**EXERCISE PASSAGE**
□ □ □ □

Except as provided in this Code section, the disabilities and exceptions prescribed in Article 5 of this chapter in limiting actions on contracts shall be held applicable to actions, whether in tort or contract, for medical malpractice actions.

O.C.G.A. § 9-3-73(a).   This would seem to indicate that the Article 5 disabilities and exceptions would indeed apply to § 9-3-71.   Interestingly, Article 5 of the Georgia Code contains the unrepresented estate tolling provision.   See O.C.G.A. § 9-3-92.   Thus, in order to extend the statute of repose, the language of § 9-3-71, § 9-3-73, and § 9-3-92 must be read together.

The district court, however, ruled that the mandatory language of § 9-3-71(b) trumped the mandatory language contained in § 93-3-92, and dismissed the action.   While we believe this precise question to be one of first impression regarding Georgia law, case law does illuminate several analogous situations.   See Wright v. Robinson, 262 Ga. 844, 426 S.E.2d 870 (1993) (Georgia Supreme Court refused to permit Georgia's renewal statute to toll the statute of repose);  Charter Peachford Behavioral Health Sys., Inc. v. Kohout, 233 Ga.App. 452, 456-57, 504 S.E.2d 514, 521 (1998) (finding that whether the accrual of an action is delayed by “infancy, incompetency, or fraud, which may toll the statute of limitation for up to five years, nothing stops the abrogation of the action by the statute of repose”);  Hill v. Fordham, 186 Ga.App. 354, 367 S.E.2d 128 (1988) (refusing to apply the Article 5 fraud exception, § 9-3-96, to toll the statute of repose, and instead imposing the doctrine of equitable estoppel to prevent the defendant who committed actual fraud from asserting the statute of repose as a defense).

□ □ □ □

**WHAT TO WORK ON**
A - Write out word for word the part of the statute of repose passage that opens with the words containing "Except as provided" and closes with "medical malpractice actions.".
B - Condense the paragraph of the statute of repose passage that begins "O.C.G.A. § 9-3-73(a). This would seem" into a shorter version that keeps its main facts.
The listing has nothing to do with the statute of repose passage.

□ □ □ □

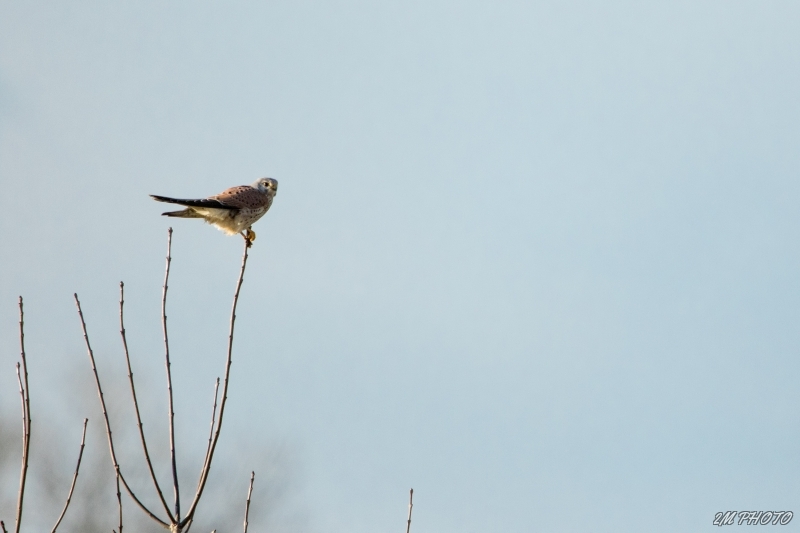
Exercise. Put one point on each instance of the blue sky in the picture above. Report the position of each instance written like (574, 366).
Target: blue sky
(538, 261)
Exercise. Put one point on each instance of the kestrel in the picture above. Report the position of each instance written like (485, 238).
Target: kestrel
(233, 210)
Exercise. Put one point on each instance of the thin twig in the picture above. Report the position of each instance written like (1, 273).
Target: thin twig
(169, 381)
(74, 477)
(136, 403)
(26, 416)
(119, 501)
(207, 465)
(410, 506)
(108, 424)
(247, 505)
(213, 416)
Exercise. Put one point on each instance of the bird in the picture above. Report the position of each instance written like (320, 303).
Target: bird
(234, 210)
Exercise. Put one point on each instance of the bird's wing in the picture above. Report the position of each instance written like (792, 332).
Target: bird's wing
(241, 197)
(203, 202)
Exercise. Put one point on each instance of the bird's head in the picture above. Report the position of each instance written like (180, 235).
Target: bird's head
(267, 186)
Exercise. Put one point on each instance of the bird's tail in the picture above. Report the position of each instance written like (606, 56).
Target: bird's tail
(184, 213)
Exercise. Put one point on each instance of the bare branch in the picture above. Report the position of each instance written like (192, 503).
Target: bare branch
(74, 477)
(136, 403)
(108, 424)
(247, 505)
(213, 417)
(207, 465)
(169, 381)
(410, 506)
(26, 416)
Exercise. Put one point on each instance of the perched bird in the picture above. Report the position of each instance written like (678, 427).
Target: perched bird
(233, 210)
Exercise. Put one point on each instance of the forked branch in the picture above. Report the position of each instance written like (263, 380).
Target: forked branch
(136, 403)
(74, 477)
(22, 379)
(108, 424)
(169, 381)
(210, 455)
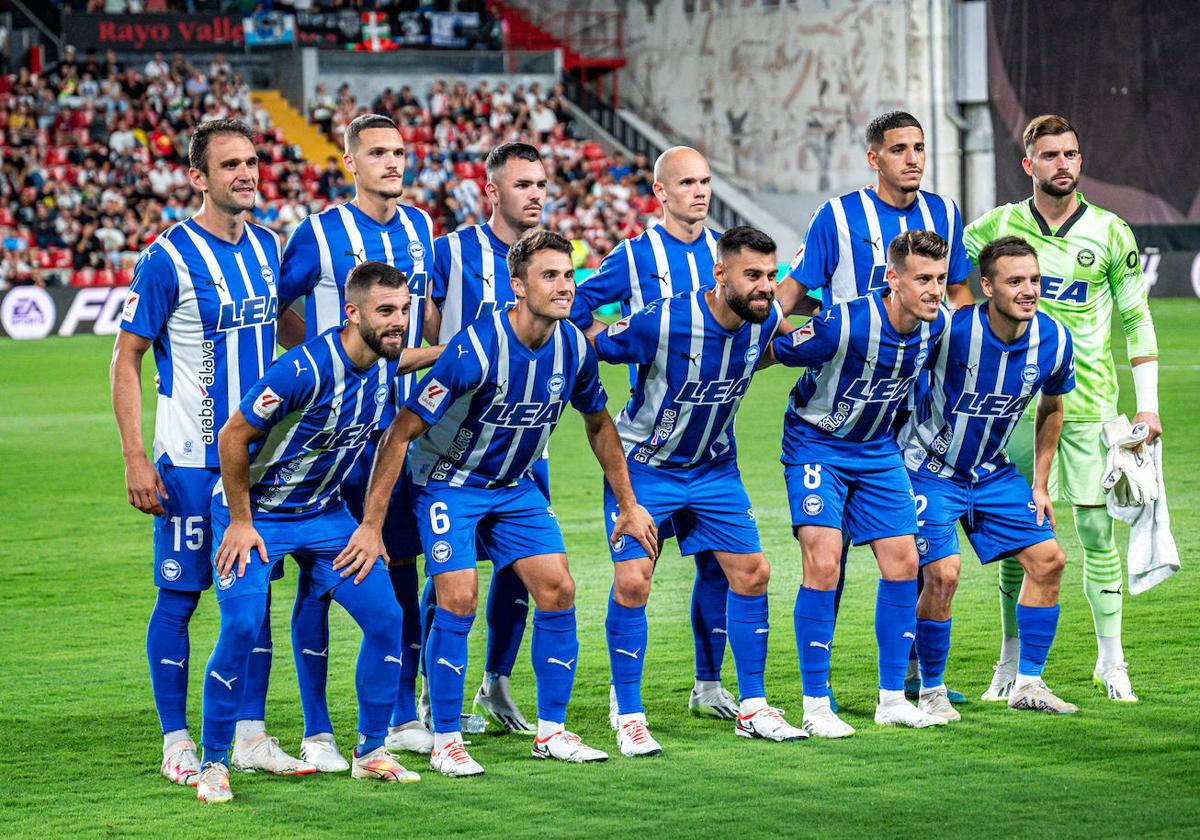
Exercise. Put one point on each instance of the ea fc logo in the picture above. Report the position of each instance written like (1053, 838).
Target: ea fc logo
(442, 551)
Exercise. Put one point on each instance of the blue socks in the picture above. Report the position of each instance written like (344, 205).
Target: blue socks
(1035, 628)
(507, 611)
(895, 629)
(708, 622)
(555, 649)
(748, 639)
(445, 665)
(627, 633)
(814, 618)
(310, 648)
(403, 587)
(933, 648)
(167, 651)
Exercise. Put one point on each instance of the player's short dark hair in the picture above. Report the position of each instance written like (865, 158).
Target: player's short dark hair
(539, 239)
(921, 243)
(742, 237)
(1005, 246)
(509, 151)
(198, 151)
(360, 124)
(1044, 126)
(886, 123)
(365, 276)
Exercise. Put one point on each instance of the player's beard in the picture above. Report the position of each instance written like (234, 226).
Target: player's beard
(373, 339)
(742, 306)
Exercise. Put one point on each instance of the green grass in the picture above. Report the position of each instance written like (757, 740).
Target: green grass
(79, 744)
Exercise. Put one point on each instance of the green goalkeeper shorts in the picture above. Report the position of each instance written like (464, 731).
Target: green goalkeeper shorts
(1078, 466)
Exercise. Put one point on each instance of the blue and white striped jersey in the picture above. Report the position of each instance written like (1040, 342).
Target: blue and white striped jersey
(327, 246)
(845, 250)
(647, 268)
(979, 389)
(318, 411)
(691, 376)
(471, 277)
(209, 307)
(492, 402)
(859, 372)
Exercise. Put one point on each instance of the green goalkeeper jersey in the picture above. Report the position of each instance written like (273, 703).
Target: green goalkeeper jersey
(1089, 264)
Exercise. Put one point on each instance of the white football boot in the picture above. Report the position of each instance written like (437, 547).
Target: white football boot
(262, 754)
(568, 747)
(820, 720)
(213, 784)
(321, 750)
(180, 763)
(937, 703)
(382, 765)
(1036, 696)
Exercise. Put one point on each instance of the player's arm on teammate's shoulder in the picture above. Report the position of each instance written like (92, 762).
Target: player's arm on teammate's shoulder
(1141, 343)
(233, 445)
(143, 484)
(366, 543)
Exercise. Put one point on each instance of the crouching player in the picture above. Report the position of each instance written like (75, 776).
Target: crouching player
(481, 419)
(695, 355)
(845, 469)
(317, 407)
(993, 361)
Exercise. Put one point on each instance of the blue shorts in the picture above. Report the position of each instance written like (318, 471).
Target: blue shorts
(460, 525)
(706, 508)
(313, 539)
(864, 495)
(400, 534)
(997, 515)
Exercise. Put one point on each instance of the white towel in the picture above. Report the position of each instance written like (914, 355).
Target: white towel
(1152, 552)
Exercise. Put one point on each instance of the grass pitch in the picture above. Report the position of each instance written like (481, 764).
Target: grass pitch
(79, 744)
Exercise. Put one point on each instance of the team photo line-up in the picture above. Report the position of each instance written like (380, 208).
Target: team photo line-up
(412, 411)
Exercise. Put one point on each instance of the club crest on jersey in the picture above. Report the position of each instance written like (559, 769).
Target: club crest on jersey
(432, 395)
(441, 551)
(267, 402)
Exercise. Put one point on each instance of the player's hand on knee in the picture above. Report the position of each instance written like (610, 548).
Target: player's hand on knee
(144, 486)
(360, 553)
(639, 523)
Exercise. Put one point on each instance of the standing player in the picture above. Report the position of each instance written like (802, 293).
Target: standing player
(846, 245)
(845, 472)
(481, 418)
(994, 360)
(469, 282)
(204, 297)
(283, 455)
(375, 226)
(695, 355)
(1090, 264)
(664, 261)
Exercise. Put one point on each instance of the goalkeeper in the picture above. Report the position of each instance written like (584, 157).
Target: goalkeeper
(1090, 264)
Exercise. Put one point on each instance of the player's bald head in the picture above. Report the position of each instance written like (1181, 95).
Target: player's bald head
(678, 160)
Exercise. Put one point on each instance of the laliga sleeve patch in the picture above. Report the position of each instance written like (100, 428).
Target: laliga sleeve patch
(131, 306)
(268, 401)
(433, 394)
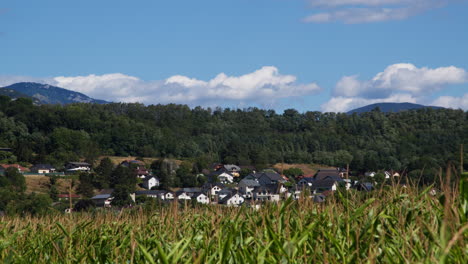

□ □ □ □

**ANSWERS**
A -
Except as provided in this Code section, the disabilities and exceptions prescribed in Article 5 of this chapter in limiting actions on contracts shall be held applicable to actions, whether in tort or contract, for medical malpractice actions.

B - Section 9-3-73(a) appears to make the Article 5 disabilities and exceptions apply to § 9-3-71. Article 5 contains the unrepresented estate tolling provision, § 9-3-92. So extending the statute of repose requires reading § 9-3-71, § 9-3-73, and § 9-3-92 together.